Record excerpts section start

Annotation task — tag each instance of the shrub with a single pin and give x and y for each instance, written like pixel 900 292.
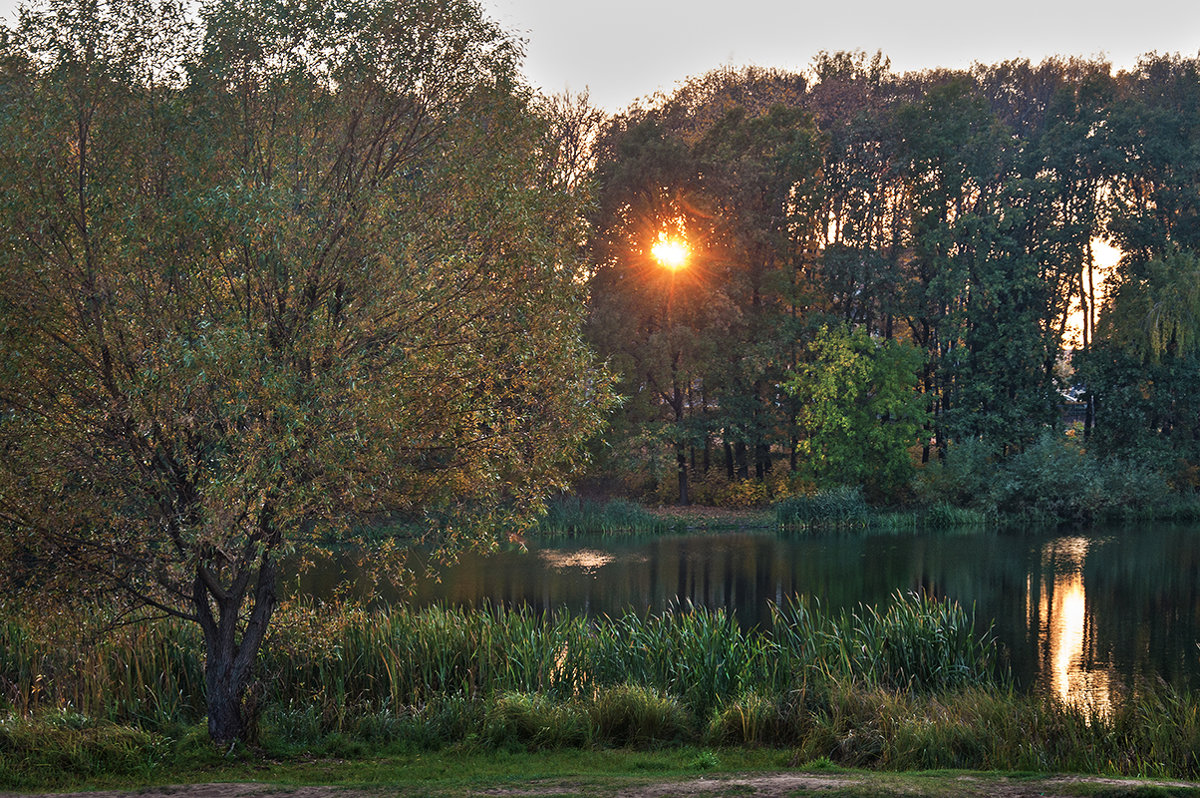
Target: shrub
pixel 630 714
pixel 840 507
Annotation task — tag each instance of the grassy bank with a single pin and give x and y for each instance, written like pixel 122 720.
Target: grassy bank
pixel 911 687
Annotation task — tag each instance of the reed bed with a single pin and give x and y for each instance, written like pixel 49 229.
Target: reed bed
pixel 913 684
pixel 570 515
pixel 346 660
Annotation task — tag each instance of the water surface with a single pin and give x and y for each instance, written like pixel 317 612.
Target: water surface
pixel 1081 615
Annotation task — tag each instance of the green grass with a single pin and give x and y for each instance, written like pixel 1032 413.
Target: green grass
pixel 569 515
pixel 910 685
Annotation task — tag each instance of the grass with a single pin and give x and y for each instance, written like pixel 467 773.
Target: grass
pixel 911 685
pixel 569 515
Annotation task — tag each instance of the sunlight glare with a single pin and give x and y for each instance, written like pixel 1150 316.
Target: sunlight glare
pixel 671 252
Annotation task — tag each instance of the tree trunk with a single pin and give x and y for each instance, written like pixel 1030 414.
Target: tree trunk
pixel 682 462
pixel 232 648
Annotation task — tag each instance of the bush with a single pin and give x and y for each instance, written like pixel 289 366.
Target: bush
pixel 840 507
pixel 535 721
pixel 630 714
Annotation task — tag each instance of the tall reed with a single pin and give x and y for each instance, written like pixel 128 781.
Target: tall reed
pixel 915 684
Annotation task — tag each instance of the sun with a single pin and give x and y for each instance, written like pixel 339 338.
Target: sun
pixel 671 252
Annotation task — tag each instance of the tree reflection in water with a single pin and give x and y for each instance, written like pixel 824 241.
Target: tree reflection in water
pixel 1084 616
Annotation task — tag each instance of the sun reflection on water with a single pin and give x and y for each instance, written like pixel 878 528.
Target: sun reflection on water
pixel 1065 633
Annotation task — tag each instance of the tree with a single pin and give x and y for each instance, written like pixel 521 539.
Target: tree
pixel 861 409
pixel 261 279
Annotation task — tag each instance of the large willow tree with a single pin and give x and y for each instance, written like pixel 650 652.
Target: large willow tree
pixel 261 273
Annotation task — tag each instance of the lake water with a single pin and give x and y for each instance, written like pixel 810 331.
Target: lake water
pixel 1081 615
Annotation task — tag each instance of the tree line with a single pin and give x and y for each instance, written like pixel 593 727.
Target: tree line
pixel 887 262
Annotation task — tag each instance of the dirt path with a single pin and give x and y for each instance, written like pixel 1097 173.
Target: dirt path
pixel 767 785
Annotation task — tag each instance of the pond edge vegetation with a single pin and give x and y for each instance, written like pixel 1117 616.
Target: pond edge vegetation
pixel 910 687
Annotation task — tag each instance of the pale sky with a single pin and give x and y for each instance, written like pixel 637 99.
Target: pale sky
pixel 624 49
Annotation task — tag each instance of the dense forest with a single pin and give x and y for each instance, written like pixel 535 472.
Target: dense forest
pixel 892 270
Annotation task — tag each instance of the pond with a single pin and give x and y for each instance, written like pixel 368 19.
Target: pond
pixel 1080 615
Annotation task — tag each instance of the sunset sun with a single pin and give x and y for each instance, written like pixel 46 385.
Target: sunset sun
pixel 671 252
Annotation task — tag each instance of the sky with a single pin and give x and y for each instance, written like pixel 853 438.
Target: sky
pixel 624 49
pixel 621 51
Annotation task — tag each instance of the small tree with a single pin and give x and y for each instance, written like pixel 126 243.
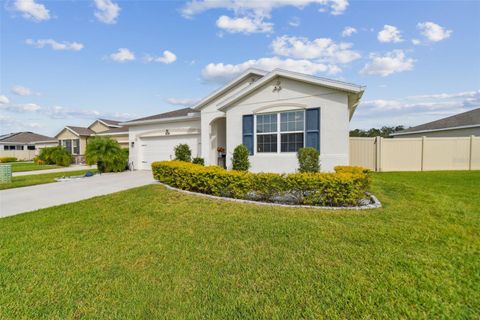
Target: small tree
pixel 240 158
pixel 198 160
pixel 308 160
pixel 183 152
pixel 107 154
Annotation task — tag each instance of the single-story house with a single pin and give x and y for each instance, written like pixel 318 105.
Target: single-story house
pixel 460 125
pixel 24 145
pixel 272 113
pixel 75 139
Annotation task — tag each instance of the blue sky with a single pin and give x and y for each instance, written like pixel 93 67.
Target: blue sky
pixel 69 62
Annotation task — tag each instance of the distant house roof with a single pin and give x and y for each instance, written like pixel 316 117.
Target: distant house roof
pixel 118 130
pixel 24 138
pixel 112 123
pixel 467 119
pixel 81 131
pixel 166 115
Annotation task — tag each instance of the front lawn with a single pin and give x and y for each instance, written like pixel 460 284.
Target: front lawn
pixel 154 253
pixel 30 166
pixel 34 179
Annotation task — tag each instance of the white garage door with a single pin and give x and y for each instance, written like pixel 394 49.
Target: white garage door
pixel 161 148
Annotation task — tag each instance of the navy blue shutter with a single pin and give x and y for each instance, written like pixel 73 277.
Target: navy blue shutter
pixel 247 132
pixel 312 128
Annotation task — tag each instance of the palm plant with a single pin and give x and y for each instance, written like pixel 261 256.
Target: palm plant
pixel 107 154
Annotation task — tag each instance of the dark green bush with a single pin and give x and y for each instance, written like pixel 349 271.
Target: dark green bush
pixel 54 155
pixel 321 189
pixel 198 160
pixel 7 159
pixel 240 160
pixel 308 160
pixel 183 152
pixel 107 154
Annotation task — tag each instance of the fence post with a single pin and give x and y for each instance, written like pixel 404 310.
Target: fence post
pixel 471 153
pixel 378 142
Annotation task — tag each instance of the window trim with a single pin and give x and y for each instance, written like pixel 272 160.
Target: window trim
pixel 278 132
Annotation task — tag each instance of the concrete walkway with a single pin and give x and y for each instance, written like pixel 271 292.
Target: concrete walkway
pixel 66 169
pixel 18 200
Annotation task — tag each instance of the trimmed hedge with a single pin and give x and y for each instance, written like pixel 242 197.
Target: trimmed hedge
pixel 7 159
pixel 320 189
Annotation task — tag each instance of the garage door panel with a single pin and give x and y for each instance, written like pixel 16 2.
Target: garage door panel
pixel 162 148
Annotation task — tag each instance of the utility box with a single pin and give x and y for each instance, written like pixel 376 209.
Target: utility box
pixel 5 173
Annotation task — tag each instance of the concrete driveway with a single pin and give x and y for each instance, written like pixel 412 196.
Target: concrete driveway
pixel 18 200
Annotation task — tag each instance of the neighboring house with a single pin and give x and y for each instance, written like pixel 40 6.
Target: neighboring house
pixel 460 125
pixel 24 145
pixel 75 139
pixel 272 113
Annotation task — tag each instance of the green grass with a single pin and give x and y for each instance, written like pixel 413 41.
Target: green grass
pixel 152 253
pixel 34 179
pixel 30 166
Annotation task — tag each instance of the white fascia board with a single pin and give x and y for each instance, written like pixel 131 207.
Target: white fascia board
pixel 228 86
pixel 434 130
pixel 163 120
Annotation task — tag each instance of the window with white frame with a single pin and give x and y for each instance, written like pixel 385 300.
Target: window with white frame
pixel 289 135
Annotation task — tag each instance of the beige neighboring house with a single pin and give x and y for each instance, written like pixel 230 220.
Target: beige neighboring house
pixel 75 139
pixel 24 145
pixel 460 125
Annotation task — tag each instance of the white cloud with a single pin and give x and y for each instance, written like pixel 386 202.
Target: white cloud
pixel 433 32
pixel 107 11
pixel 322 49
pixel 416 42
pixel 184 102
pixel 294 22
pixel 41 43
pixel 414 110
pixel 4 99
pixel 389 34
pixel 167 57
pixel 221 73
pixel 258 8
pixel 32 10
pixel 22 91
pixel 244 25
pixel 348 31
pixel 122 55
pixel 392 62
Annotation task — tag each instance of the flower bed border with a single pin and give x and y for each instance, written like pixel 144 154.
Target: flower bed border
pixel 375 205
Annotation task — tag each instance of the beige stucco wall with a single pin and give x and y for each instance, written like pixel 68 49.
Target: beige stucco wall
pixel 294 95
pixel 466 132
pixel 97 126
pixel 66 134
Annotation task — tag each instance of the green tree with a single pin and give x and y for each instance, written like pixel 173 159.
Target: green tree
pixel 240 158
pixel 107 154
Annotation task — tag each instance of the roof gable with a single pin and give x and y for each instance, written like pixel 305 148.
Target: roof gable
pixel 217 93
pixel 354 92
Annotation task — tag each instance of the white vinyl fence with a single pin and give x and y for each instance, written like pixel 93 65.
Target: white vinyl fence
pixel 416 154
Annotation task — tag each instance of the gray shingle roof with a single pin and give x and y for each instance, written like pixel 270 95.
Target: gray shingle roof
pixel 171 114
pixel 25 137
pixel 81 130
pixel 110 122
pixel 469 118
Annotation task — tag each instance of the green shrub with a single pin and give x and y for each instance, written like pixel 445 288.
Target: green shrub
pixel 107 154
pixel 240 160
pixel 183 152
pixel 7 159
pixel 321 189
pixel 54 155
pixel 198 160
pixel 308 160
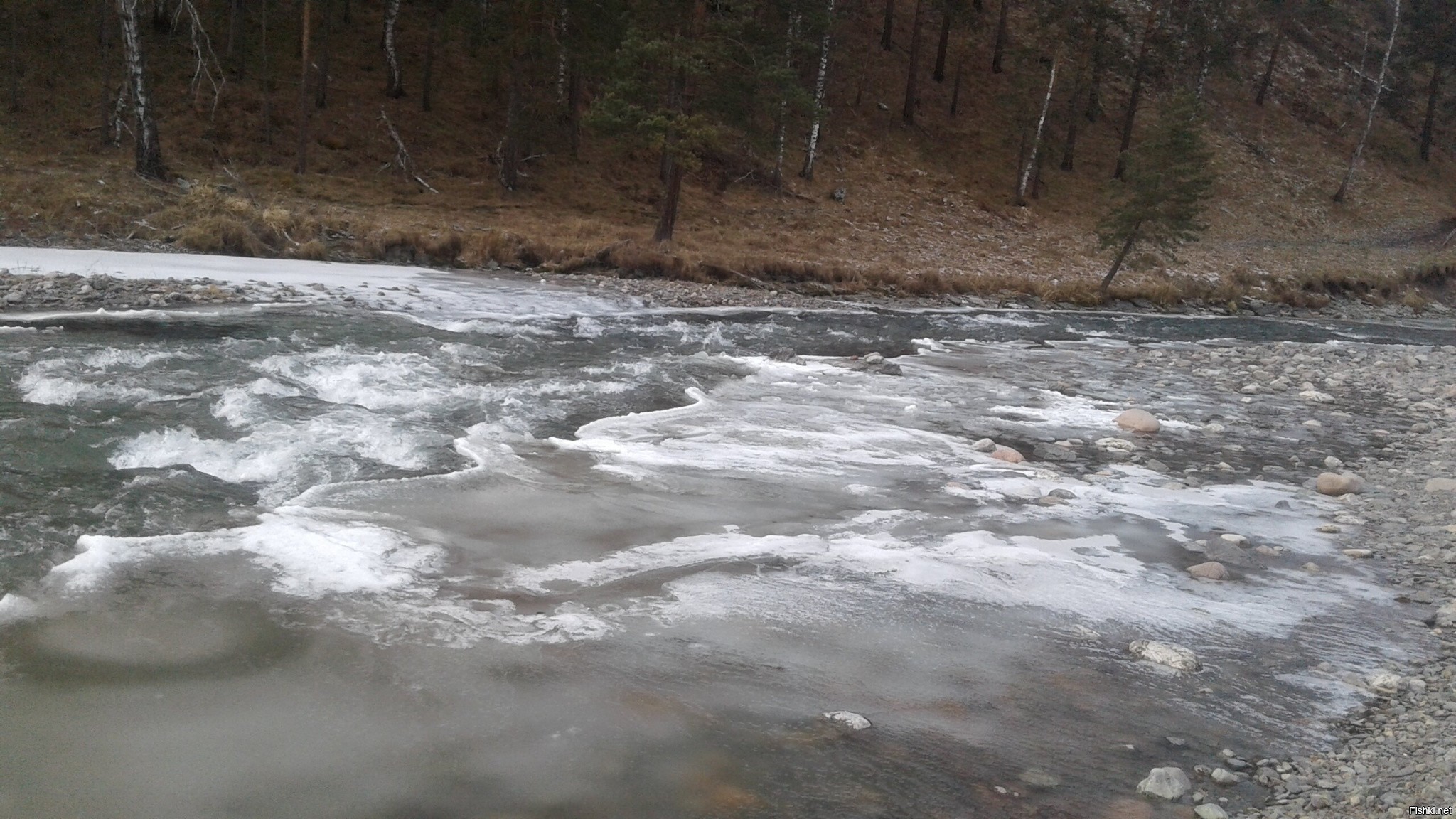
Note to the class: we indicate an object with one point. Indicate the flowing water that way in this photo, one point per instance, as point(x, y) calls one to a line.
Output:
point(547, 554)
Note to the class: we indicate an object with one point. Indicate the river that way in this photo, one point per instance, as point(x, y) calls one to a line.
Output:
point(523, 551)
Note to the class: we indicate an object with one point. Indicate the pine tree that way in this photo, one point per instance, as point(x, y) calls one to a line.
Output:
point(1167, 183)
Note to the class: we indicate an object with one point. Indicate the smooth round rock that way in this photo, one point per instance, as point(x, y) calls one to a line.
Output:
point(1339, 484)
point(1008, 455)
point(1211, 570)
point(1138, 420)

Record excerpts section end

## Assignment
Which lines of the listing contain the string "Note"? Copy each of them.

## Expected answer
Note to the class: we indicate an object with one point. Indicate the flowing water that way in this photo, one point per instance, as point(x, y) calls one to a line.
Note to the class: we indicate an object with one point. Indicate the river that way in this photo, one point per instance, as point(x, y) calls one to a line.
Note to the class: we indicate an object with one point. Indicate the pine tree that way in this photo, one point per instance, as point(x, y) calls one to a line.
Note to the class: we indicate an object with one point. Indicate the smooth round rock that way in this photo, one point per instance, as point(x, y) calls one to a line.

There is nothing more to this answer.